═══ TEXT PROVIDED

UD for Russian
Tokenization and Word Segmentation
- In general, words are delimited by whitespace characters.
-
According to typographical rules, many punctuation marks and special symbols ($, %) are attached to a neighboring word. We tokenize them as separate tokens (words) in most cases. Description of exceptions follows:
- conventional multi-character punctuation marks: – , … , ?! and emojis and smileys: :) , ^_^;
- abbreviations such as т.д. “etc.” (two tokens instead of four). If the period overlaps with the end of sentence period then it is written only once as a separate token (denoting end-of-sentence);
- hyphenated compounds such as премьер-министр “prime minister” (one token instead of three) (if the first part of the compound is not inflected);
- prepositions such as из-за “because of” (one token instead of two);
- alphanumeric compounds with hyphen such as 5-летняя девочка “5-years-old girl” (two tokens instead of four);
- numerical expressions including decimal numbers, such as 245000, 3,14, are treated as single tokens;
- time expressions such as 20:55 are treated as a single token;
- dates such as 20.04.2012 are treated as a single token;
- email addresses, URLs, and tweet-style names are treated as a single token: {no@mail.ru}, {https://github.com}, {@anna_li};
- discoursive particles such as -то and -с are tokenised as separate tokens, e.g. Вася-то is tokenized as 3 tokens. Exceptions: indefinite pronouns and adverbs, see below.
- Pronouns and adverbs
- Indefinite pronouns and adverbs like кто-нибудь, кто-либо, кто-то, кое-кто “someone, somebody”, etc. are treated as a single token;
- In prepositional phrases, the pronouns with кое- are treated as separate tokens: e.g. кое к кому “to someone” is tokenized as 3 tokens;
- Negative pronouns, adverbs and adverbial predicatives are treated as a single token, e.g. никто “no one”, никакой “no, neither”, нигде “nowhere”, негде “there is no place”. However, in prepositional phrases, negative pronouns and predicatives are splitted into 3 tokens: e.g. ни к кому “to no one”, не от кого “from no one”.
- Verb forms, analytical grammatical forms, negation
- reflexive verbs are treated as a single token (orthographic rule): моется “wash oneself”;
- не and ни used as negation markers are tokenized according to the orthographic rules: e.g. не реагируя “not reacting”, ни в какую “in no way”, but непоправимый “irrecoverable”, назавершенный “unfinished”;
- пол- and полу- “half” are treated as single tokens: поллитра “half a liter”, пол-яблока “half an apple”.
Russian UD treebanks do not contain multiword tokens.
Morphology
Tags
All corpora use the full range of UPOS tags. The XPOS column uses a version of the Penn Treebank tagset in GSD and Taiga treebanks, see https://github.com/olesar/ruUD/blob/master/conversion/RussianUD_XPOSlist.md.
Features
Morphological features are included in all corpora. In GSD and Taiga, they are tagged manually, in Syntagrus, they are converted from the features manually tagged in the source treebank. In PUD, they are added automatically and then manually checked.
The following feature subtypes are used in Russian:
- Variant distinguishes short and long forms of adjectives.
The following universal features are not used in Russian: Clusivity, Definite, Evident, NounClass, Polite.
Syntax
Core Arguments, Oblique Arguments and Adjuncts
- Nominal subject (nsubj) is prototypically a noun phrase in the nominative case, without a preposition.

══════

_EXERCISE AIM_
Echo the portion of the Russian UD text that opens with the words containing "Russian UD treebanks" and closes with "Evident, NounClass, Polite.". Rely only on the text about Russian UD conventions, with nothing from outside it.

═══ ENTRIES

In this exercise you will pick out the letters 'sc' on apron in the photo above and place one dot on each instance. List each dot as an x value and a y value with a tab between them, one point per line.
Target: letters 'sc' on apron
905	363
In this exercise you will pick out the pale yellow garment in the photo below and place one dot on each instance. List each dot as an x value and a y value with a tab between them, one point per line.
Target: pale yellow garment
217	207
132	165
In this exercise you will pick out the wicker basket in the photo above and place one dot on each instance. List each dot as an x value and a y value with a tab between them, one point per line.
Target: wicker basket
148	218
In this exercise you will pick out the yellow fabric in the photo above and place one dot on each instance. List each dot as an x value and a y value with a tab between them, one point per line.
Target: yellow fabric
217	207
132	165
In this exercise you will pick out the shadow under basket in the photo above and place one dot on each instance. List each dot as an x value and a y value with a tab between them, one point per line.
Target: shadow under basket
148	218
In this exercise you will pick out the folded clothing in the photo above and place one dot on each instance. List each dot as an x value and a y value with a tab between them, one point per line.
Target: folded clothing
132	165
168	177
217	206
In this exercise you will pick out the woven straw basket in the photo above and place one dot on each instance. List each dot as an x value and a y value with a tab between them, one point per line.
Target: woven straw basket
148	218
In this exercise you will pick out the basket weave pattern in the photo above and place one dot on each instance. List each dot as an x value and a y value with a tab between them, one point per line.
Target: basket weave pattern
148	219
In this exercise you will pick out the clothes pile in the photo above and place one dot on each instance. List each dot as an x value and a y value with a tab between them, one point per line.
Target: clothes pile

══════

_ANSWER TO THE TASK_
Russian UD treebanks do not contain multiword tokens.
Morphology
Tags
All corpora use the full range of UPOS tags. The XPOS column uses a version of the Penn Treebank tagset in GSD and Taiga treebanks, see https://github.com/olesar/ruUD/blob/master/conversion/RussianUD_XPOSlist.md.
Features
Morphological features are included in all corpora. In GSD and Taiga, they are tagged manually, in Syntagrus, they are converted from the features manually tagged in the source treebank. In PUD, they are added automatically and then manually checked.
The following feature subtypes are used in Russian:
- Variant distinguishes short and long forms of adjectives.
The following universal features are not used in Russian: Clusivity, Definite, Evident, NounClass, Polite.